» SHORT PROBLEM 1
Render this sentence from the passage on ComReg's scam-blocking measures in Spanish: "Between February 2023 and October 2025, these four interventions blocked over 131 million scam calls, with more than 18 million blocked in September 2025 alone."
» SHORT PROBLEM 2
According to the passage on ComReg's scam-blocking measures, from what date have text messages from unregistered Sender IDs been modified to display "Likely Scam"?
» SHORT PROBLEM 3
Carry on writing the passage on ComReg's scam-blocking measures, picking up after its final sentence.

----- EXCERPTED PASSAGE -----

However, there are early signs that ComReg's network-level interventions are having some effect: instances of phishing, vishing, and smishing specifically reduced by 26% in the first half of 2025, with a reduction of as much as 52% recorded in the first quarter of the year compared to the same period in 2024.
What ComReg Is Doing
ComReg has implemented four mandatory voice interventions, which came into full effect in October 2024. These block calls from abroad that spoof Irish geographic numbers (such as 01 Dublin numbers), calls spoofing Irish mobile numbers (such as 087 or 085 prefixes), calls using unallocated or unassigned numbers, and calls using numbers listed on the Do Not Originate (DNO) registry, which covers inbound-only numbers used by banks and public bodies. Organisations can register their numbers for free at comreg.ie/dno.
Between February 2023 and October 2025, these four interventions blocked over 131 million scam calls, with more than 18 million blocked in September 2025 alone.
A fifth and more powerful measure, the Voice Firewall, is planned for deployment in the first half of 2026. Unlike the static blocking rules already in place, the Voice Firewall will use machine learning to analyse call signalling patterns and traffic volumes in real time, targeting sophisticated scam campaigns that adapt to avoid existing rules, including those using international numbers not covered by current measures. Some operators, including Three Ireland, have already deployed early implementations that display "Possible Scam" on calls assessed as medium risk, while outright blocking those assessed as high risk.
On the SMS side, ComReg launched an SMS Sender ID Registry in June 2025. Since 3 July 2025, text messages from unregistered Sender IDs have been modified to display "Likely Scam" on recipients' devices. Over 17,000 Sender IDs from more than 12,700 organisations have been registered. The full blocking phase, originally planned for October 2025, has been deferred while some technical issues with SMS routing are resolved by industry parties. The "Likely Scam" label remains active in the meantime.

----- RECORD EXCERPTS -----

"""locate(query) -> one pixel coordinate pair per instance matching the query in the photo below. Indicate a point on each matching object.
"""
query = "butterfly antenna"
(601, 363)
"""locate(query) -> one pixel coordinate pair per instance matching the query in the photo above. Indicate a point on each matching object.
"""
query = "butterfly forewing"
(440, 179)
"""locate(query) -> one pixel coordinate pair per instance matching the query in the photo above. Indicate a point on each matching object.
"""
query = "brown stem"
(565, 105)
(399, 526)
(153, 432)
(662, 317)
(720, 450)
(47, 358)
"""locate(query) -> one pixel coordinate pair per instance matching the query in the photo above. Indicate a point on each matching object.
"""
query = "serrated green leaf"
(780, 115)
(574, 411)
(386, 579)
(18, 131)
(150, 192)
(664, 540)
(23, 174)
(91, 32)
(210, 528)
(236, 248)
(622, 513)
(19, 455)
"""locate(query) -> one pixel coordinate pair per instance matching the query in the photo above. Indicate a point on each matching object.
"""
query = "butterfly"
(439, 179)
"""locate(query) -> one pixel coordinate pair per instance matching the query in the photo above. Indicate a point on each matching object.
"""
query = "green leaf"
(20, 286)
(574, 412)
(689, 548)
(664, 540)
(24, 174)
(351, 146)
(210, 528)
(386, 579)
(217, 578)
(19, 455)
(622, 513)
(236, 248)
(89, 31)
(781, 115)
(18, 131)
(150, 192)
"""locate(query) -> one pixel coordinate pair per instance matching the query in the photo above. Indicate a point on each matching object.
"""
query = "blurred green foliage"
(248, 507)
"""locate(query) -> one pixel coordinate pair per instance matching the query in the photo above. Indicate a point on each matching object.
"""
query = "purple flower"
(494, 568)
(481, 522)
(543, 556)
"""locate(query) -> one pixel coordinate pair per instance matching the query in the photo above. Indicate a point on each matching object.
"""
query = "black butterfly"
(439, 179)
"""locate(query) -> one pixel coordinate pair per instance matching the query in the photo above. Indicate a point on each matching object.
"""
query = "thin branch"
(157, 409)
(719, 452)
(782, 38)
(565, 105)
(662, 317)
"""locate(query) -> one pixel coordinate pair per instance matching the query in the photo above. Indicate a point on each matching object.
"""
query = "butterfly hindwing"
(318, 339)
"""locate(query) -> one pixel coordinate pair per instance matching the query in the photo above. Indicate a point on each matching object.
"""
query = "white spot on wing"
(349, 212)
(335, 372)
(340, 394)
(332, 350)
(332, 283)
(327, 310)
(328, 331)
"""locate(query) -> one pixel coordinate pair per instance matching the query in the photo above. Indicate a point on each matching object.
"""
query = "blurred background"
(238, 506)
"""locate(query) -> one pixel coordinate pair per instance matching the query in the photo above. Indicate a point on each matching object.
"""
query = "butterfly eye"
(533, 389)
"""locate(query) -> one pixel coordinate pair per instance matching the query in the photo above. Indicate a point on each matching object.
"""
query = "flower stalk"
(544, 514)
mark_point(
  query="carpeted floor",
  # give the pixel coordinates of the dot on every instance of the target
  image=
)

-----
----- RECORD EXCERPTS -----

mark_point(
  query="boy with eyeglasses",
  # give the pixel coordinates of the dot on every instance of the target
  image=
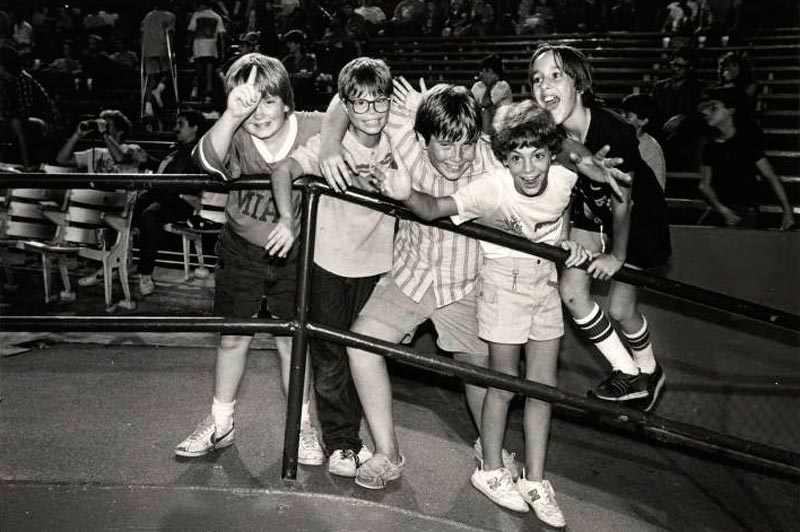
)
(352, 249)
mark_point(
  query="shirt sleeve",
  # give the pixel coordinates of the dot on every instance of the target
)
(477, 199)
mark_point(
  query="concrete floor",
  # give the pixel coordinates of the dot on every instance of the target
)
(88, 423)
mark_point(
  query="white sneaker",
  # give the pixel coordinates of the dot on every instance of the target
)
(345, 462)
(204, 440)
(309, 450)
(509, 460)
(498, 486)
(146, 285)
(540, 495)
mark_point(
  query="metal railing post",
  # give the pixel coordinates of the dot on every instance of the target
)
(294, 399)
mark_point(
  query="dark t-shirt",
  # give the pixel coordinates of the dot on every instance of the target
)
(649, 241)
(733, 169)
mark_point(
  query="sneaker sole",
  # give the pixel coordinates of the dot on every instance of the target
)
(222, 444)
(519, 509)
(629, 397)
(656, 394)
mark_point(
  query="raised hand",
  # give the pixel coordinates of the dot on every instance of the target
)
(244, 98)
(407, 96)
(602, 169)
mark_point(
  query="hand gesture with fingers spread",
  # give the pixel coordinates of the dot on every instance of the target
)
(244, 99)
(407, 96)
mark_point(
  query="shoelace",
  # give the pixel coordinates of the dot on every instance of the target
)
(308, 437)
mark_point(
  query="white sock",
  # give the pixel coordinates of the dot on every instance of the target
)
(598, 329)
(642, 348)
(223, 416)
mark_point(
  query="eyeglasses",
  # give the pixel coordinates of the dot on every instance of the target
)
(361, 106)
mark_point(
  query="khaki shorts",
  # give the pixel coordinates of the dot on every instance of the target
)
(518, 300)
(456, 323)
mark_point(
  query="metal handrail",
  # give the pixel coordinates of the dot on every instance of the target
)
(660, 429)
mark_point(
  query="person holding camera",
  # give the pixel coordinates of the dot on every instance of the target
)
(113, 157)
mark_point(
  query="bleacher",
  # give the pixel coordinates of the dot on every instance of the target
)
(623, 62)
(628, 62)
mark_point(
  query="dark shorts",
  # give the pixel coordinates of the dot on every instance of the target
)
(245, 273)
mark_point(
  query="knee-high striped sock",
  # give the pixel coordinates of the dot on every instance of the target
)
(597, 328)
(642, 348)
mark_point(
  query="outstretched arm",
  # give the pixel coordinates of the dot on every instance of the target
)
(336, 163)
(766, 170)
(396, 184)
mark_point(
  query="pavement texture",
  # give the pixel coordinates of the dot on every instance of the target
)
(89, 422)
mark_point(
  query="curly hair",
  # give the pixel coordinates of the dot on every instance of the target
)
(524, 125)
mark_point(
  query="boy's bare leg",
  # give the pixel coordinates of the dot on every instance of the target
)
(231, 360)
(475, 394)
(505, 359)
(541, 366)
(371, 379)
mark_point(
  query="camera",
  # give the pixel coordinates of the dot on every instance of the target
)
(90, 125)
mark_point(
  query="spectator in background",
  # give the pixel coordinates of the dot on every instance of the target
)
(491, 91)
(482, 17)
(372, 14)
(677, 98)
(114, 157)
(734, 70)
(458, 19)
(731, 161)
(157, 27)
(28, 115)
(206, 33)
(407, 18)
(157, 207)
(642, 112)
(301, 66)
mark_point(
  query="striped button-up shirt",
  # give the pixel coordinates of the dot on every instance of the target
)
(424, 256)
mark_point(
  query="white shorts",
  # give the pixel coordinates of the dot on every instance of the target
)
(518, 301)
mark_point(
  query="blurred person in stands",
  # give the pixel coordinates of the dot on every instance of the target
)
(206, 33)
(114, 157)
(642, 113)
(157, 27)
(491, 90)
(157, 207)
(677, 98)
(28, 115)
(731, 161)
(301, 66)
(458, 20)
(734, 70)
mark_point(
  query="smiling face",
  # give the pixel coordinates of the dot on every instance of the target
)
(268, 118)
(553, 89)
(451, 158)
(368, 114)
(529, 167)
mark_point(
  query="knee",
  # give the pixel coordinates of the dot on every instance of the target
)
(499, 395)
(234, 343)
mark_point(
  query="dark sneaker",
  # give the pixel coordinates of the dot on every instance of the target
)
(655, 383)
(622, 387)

-----
----- RECORD EXCERPTS -----

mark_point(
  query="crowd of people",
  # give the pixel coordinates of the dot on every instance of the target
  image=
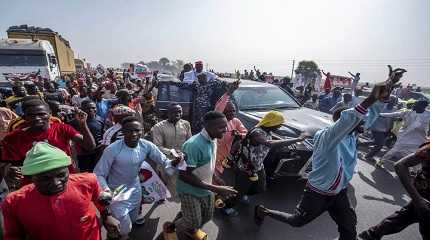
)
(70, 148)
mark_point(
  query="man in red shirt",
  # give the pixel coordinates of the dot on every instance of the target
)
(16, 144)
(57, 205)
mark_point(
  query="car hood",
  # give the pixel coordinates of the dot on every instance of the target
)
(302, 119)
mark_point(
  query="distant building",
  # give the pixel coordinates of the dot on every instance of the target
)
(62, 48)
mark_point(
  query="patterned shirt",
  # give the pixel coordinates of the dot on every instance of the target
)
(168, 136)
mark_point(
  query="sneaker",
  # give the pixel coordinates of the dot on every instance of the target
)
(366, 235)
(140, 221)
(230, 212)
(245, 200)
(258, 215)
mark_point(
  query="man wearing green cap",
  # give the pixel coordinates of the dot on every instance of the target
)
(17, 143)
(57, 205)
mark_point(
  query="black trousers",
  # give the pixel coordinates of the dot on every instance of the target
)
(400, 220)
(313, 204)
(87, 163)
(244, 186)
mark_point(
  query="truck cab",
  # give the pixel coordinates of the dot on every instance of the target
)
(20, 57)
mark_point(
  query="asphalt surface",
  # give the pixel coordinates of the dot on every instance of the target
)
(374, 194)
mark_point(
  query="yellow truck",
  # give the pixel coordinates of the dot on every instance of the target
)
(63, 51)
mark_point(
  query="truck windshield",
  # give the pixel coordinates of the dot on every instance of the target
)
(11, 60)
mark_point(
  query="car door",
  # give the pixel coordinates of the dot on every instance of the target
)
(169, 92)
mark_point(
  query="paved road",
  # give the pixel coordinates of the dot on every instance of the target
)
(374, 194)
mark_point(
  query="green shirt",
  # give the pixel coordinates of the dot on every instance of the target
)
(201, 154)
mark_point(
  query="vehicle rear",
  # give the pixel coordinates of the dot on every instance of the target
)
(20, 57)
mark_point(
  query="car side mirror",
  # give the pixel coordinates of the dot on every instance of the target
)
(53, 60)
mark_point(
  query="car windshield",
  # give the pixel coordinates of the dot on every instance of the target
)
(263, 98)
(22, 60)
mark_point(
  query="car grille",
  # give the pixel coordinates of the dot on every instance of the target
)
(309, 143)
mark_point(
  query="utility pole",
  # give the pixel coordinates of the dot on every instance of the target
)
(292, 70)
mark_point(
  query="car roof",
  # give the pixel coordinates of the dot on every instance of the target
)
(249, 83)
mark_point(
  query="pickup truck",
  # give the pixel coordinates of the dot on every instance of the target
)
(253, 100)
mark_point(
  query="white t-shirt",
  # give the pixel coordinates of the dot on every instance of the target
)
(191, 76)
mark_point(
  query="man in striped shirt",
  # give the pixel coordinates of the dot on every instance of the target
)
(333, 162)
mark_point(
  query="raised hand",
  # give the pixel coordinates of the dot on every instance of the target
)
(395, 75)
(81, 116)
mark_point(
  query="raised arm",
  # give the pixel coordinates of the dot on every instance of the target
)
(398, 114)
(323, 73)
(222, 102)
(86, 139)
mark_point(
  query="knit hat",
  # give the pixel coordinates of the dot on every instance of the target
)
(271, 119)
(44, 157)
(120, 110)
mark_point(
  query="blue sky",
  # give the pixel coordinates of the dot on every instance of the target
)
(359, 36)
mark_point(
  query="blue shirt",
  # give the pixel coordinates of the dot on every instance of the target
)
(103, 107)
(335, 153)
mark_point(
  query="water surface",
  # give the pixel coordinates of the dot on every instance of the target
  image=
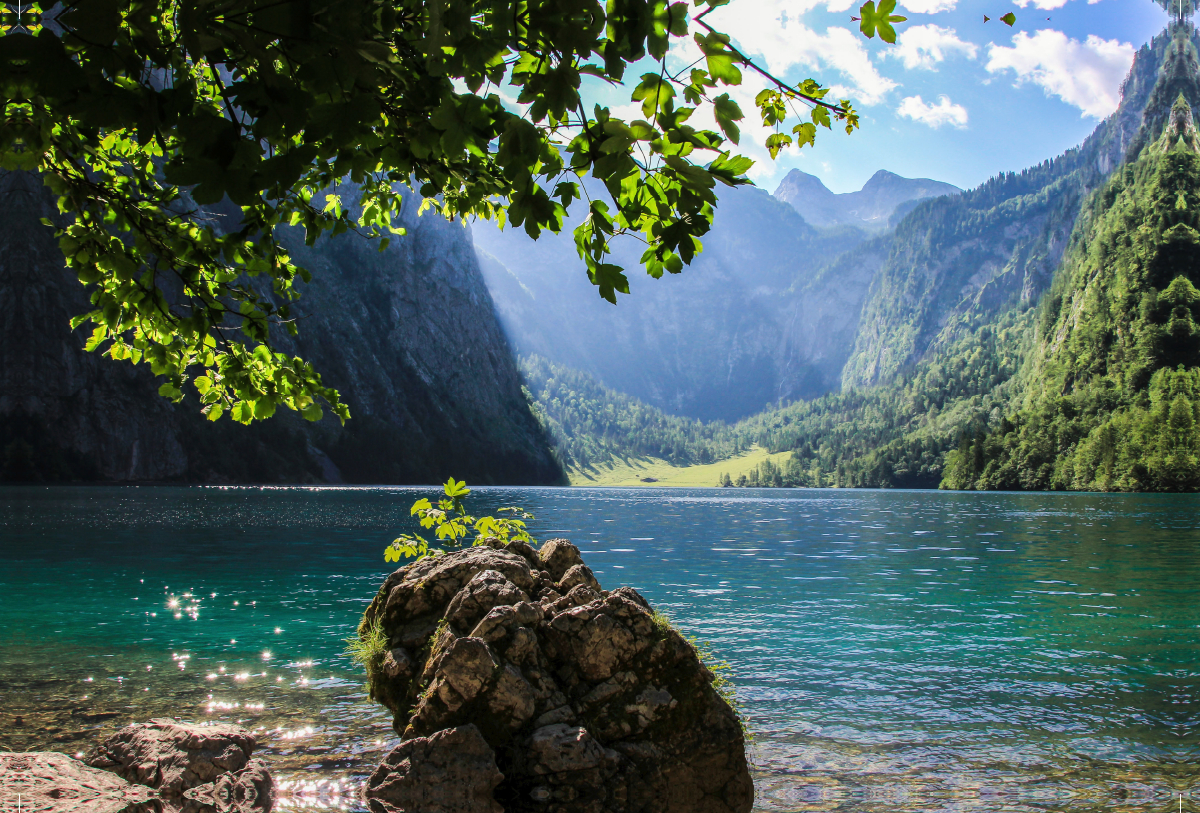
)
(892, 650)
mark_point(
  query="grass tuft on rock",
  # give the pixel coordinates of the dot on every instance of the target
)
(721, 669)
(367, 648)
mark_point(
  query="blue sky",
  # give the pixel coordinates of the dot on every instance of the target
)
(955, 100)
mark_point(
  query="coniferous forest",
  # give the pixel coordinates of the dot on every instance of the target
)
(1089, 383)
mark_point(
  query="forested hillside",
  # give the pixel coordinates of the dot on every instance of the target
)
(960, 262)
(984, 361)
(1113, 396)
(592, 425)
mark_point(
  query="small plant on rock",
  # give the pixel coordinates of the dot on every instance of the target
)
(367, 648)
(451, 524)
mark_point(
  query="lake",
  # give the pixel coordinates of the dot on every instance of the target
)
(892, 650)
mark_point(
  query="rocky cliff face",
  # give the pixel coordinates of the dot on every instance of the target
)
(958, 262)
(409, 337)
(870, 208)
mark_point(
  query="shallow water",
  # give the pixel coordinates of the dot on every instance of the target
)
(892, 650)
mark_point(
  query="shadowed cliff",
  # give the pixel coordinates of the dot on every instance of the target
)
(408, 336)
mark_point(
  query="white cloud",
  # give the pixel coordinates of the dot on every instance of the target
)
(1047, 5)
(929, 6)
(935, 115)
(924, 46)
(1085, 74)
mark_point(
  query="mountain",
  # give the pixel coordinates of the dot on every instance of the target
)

-----

» TASK RESULT 1
Entre febrero de 2023 y octubre de 2025, estas cuatro intervenciones bloquearon más de 131 millones de llamadas fraudulentas, y más de 18 millones se bloquearon solo en septiembre de 2025.

» TASK RESULT 2
From 3 July 2025.

» TASK RESULT 3
ComReg estimates the combined net financial benefit of all interventions at approximately €1.2 billion by 2030, with roughly €50 in economic and social benefit generated for every €1 spent.
How to Protect Yourself
The golden rule, repeated consistently by ComReg, An Garda Síochána, and FraudSMART, is simple: hang up. Never provide personal information, bank details, PPS numbers, card details, or passwords to an unsolicited caller, regardless of how legitimate they appear.
If you receive a call claiming to be from your bank, the Gardaí, Revenue, or any service provider, do not engage with the call. Hang up and contact the organisation directly using a number you find yourself through official sources, such as the back of your bank card or the official government website.
Do not follow instructions from automated messages, do not call back unknown numbers, and do not download any software at a caller's request. If you receive a text with a link, do not click it even if the message appears to sit in the same thread as legitimate messages from your bank; Sender ID spoofing makes this possible.
To report a scam call or text, you can forward the number by text to 7726, which is the standard reporting service for Irish mobile operators. If you believe you have lost money to fraud, contact your bank immediately and report the matter to your local Garda station or via Garda.ie.
There is no need to feel embarrassed if you have been targeted or even deceived; these scams are sophisticated, persistent, and designed by professionals specifically to overcome scepticism.